» STATED TASK: Find every line below that contains the word "pavement" and copy each of those lines in full. Case counts when matching.

(Contour labeling entries)
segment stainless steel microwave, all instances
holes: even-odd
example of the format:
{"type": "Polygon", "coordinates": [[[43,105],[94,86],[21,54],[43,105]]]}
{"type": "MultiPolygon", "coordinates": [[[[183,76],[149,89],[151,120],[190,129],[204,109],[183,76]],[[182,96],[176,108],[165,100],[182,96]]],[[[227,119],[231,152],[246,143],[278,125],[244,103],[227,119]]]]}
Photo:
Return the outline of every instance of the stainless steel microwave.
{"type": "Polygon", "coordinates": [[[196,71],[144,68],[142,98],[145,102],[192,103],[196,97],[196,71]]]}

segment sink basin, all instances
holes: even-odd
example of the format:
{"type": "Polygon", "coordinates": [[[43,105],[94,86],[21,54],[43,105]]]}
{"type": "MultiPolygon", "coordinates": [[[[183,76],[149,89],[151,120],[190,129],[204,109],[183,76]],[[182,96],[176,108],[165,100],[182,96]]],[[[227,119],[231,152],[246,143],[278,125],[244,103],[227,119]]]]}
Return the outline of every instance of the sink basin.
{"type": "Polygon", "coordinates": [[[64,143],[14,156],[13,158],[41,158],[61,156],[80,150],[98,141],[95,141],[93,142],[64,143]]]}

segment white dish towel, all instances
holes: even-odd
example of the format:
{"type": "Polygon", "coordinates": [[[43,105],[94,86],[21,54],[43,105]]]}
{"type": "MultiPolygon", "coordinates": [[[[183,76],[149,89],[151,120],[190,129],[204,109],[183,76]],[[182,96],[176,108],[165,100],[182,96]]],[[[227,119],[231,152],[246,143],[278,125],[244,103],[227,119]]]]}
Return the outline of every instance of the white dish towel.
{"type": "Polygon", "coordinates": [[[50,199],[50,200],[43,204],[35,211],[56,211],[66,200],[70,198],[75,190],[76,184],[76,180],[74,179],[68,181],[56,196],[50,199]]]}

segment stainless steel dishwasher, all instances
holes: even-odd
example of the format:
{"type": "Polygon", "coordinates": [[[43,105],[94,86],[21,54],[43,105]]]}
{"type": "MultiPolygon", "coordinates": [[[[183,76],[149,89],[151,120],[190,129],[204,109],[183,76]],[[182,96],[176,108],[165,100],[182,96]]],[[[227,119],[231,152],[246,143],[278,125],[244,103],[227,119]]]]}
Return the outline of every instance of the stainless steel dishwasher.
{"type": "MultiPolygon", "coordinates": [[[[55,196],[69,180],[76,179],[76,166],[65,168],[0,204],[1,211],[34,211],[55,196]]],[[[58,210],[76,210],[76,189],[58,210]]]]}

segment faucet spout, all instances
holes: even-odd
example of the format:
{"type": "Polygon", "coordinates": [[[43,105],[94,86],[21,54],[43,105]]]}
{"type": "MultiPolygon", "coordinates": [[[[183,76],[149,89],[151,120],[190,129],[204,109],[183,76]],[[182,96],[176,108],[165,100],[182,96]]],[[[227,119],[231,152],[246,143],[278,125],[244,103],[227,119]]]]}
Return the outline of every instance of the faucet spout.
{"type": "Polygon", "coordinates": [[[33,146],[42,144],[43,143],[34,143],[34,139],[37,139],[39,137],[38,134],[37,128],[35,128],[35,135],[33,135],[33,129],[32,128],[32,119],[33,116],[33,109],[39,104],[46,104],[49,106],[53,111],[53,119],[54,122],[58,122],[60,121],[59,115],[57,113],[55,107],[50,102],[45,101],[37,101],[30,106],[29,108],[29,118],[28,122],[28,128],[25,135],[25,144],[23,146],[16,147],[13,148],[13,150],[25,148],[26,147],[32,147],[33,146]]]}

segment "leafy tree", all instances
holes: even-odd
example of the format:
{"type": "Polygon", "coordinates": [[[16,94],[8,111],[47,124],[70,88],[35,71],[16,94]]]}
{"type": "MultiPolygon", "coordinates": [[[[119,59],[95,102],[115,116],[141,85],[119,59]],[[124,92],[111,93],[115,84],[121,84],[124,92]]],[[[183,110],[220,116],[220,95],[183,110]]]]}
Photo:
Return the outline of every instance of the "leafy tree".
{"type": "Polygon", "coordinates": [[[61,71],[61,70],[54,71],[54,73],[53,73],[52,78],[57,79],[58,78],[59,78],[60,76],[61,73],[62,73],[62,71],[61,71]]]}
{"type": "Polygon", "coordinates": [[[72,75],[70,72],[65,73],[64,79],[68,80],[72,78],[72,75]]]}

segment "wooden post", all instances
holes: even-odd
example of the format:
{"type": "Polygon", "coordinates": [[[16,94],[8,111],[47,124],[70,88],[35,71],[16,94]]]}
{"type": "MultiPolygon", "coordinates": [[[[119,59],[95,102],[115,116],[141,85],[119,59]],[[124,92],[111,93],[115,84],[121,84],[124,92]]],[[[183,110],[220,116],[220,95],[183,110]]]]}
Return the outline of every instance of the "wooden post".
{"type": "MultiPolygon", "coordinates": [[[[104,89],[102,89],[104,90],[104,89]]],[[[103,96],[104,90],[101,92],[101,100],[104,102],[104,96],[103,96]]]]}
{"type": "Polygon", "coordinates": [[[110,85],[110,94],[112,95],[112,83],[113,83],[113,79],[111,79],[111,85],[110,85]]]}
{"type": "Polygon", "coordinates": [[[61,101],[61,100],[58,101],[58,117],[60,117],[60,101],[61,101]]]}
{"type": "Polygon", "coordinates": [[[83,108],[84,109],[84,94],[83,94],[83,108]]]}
==
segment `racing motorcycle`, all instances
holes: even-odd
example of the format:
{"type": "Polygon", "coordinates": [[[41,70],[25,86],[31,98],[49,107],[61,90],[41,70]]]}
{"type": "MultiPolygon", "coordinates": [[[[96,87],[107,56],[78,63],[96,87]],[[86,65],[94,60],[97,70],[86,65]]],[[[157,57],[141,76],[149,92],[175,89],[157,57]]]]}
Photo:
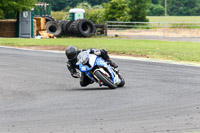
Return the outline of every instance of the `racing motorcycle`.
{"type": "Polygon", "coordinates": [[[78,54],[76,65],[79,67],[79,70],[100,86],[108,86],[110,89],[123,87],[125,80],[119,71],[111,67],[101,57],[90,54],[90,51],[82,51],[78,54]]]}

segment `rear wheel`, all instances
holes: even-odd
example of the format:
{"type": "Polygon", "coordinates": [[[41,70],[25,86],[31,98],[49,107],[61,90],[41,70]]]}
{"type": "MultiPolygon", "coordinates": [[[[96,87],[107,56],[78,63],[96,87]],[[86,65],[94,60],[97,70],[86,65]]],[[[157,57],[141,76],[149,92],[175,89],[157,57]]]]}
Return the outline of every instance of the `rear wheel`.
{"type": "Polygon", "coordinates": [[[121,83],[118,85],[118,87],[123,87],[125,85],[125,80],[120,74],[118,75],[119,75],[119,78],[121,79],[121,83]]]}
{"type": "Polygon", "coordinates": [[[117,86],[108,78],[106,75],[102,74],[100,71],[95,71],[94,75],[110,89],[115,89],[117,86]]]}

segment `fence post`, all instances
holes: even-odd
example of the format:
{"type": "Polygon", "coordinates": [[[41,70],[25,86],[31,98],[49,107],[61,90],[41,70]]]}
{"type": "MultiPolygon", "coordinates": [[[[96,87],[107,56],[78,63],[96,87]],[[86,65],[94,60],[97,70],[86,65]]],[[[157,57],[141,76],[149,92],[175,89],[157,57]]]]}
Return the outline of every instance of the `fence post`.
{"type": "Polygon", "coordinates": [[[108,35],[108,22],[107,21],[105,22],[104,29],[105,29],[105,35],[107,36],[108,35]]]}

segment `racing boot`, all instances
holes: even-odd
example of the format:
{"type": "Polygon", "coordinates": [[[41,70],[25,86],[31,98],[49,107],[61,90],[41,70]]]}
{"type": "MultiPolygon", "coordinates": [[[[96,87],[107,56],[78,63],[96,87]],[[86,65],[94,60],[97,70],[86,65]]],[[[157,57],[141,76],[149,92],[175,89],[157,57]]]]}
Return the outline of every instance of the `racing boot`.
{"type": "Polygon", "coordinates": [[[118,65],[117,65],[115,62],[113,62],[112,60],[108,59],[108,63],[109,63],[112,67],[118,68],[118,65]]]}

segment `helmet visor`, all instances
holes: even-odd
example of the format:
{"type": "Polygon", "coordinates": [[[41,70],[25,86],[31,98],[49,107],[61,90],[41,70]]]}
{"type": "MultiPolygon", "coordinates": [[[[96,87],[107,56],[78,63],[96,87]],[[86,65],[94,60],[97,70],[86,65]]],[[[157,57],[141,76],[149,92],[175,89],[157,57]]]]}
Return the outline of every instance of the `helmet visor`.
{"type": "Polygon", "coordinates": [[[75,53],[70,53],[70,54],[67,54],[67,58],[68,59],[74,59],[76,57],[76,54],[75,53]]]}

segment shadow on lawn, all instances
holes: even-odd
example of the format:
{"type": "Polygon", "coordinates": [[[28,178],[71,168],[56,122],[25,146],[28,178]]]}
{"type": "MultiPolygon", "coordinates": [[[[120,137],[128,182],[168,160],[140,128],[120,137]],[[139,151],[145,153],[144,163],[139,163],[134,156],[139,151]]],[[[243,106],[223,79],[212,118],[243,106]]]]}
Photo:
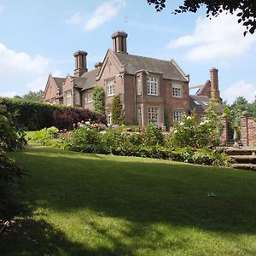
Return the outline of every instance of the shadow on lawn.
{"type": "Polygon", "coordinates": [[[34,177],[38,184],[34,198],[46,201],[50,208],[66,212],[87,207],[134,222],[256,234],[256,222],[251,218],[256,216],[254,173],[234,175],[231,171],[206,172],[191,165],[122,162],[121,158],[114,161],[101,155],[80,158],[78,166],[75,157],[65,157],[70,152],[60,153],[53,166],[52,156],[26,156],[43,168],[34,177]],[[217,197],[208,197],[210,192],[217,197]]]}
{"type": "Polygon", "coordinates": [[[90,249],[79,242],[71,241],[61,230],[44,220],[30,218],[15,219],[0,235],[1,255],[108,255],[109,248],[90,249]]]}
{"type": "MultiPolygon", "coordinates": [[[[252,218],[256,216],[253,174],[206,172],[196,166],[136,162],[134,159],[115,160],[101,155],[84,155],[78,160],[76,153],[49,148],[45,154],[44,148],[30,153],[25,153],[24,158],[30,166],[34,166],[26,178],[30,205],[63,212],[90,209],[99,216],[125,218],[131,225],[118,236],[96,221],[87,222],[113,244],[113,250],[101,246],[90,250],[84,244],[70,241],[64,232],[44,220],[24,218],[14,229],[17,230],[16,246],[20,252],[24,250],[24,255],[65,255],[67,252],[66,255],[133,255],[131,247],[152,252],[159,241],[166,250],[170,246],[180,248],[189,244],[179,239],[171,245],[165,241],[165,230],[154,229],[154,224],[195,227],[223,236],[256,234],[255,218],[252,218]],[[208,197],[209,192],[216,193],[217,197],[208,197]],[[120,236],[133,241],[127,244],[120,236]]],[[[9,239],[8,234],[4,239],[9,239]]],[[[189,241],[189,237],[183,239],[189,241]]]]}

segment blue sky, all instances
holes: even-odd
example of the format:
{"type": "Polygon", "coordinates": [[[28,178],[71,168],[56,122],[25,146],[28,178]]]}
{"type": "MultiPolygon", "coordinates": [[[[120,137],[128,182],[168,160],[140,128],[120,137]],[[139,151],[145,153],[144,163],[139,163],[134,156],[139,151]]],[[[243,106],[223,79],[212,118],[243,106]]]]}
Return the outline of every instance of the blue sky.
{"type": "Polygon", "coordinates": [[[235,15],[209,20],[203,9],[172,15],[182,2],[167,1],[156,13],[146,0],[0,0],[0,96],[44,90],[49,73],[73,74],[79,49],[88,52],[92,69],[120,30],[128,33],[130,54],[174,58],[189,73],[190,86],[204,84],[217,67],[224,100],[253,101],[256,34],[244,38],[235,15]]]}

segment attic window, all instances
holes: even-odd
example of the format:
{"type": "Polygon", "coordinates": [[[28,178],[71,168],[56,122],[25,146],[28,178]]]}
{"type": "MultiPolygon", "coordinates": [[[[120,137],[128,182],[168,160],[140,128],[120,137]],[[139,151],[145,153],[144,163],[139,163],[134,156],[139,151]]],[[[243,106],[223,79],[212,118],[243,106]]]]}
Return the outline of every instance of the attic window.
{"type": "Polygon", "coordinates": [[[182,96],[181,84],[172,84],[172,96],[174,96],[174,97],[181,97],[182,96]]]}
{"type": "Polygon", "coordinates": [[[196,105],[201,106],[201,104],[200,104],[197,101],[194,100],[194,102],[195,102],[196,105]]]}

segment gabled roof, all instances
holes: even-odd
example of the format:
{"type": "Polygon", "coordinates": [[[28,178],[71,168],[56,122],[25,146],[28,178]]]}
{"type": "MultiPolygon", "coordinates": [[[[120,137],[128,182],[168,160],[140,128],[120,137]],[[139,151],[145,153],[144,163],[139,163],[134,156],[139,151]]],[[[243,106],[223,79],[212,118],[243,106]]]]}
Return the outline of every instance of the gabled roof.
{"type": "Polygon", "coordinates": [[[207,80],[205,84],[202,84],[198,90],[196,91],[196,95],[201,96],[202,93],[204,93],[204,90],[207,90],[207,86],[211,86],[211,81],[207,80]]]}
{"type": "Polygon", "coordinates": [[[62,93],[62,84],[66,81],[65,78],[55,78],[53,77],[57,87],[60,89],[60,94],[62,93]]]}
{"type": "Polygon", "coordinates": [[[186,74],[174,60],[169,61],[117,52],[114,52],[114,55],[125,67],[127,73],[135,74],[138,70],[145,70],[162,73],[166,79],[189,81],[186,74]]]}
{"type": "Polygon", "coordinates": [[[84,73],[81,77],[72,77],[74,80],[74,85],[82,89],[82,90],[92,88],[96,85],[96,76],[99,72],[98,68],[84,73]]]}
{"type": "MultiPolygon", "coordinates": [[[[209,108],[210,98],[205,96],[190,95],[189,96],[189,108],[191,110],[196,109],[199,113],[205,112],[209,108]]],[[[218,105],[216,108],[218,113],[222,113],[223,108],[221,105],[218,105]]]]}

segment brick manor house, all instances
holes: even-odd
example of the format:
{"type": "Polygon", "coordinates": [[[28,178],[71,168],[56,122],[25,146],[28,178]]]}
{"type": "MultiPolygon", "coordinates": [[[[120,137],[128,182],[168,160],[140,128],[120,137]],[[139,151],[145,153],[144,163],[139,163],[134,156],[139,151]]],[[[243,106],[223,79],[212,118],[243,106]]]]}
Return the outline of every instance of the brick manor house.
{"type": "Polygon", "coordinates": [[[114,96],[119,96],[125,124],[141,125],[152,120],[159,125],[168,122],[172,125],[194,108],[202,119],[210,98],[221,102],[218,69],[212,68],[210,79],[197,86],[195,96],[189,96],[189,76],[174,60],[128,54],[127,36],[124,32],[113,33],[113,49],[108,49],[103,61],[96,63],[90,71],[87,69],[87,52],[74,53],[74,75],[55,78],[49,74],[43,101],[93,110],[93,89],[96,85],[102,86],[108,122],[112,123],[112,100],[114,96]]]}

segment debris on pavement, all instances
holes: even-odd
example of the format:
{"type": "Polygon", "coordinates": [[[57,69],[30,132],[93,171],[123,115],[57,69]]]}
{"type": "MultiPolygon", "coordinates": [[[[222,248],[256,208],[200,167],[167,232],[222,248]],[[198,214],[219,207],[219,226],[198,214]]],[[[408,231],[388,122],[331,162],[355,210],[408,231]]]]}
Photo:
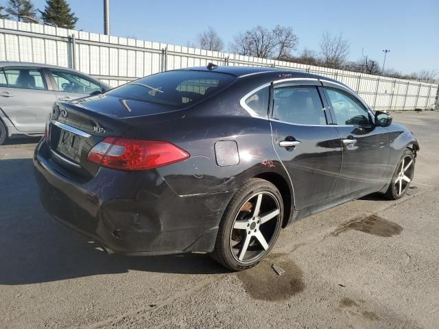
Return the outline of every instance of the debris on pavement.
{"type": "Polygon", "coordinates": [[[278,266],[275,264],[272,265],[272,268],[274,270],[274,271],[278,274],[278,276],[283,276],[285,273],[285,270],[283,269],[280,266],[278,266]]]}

» PROBLEM SOLUTION:
segment debris on pavement, all instances
Return the outline of every instance of the debris on pavement.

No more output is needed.